[Spatial localization data]
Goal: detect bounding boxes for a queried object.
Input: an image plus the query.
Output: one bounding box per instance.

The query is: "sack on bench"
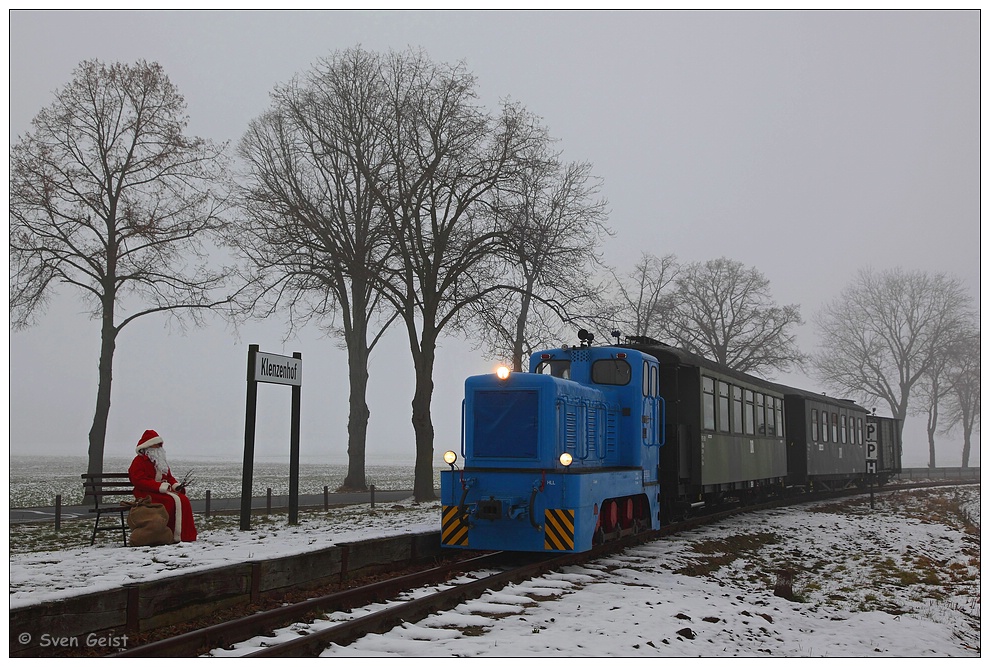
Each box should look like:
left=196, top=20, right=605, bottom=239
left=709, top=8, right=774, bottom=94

**Exercise brief**
Show each line of the records above containing "right".

**Reply to the exercise**
left=196, top=20, right=605, bottom=239
left=709, top=8, right=774, bottom=94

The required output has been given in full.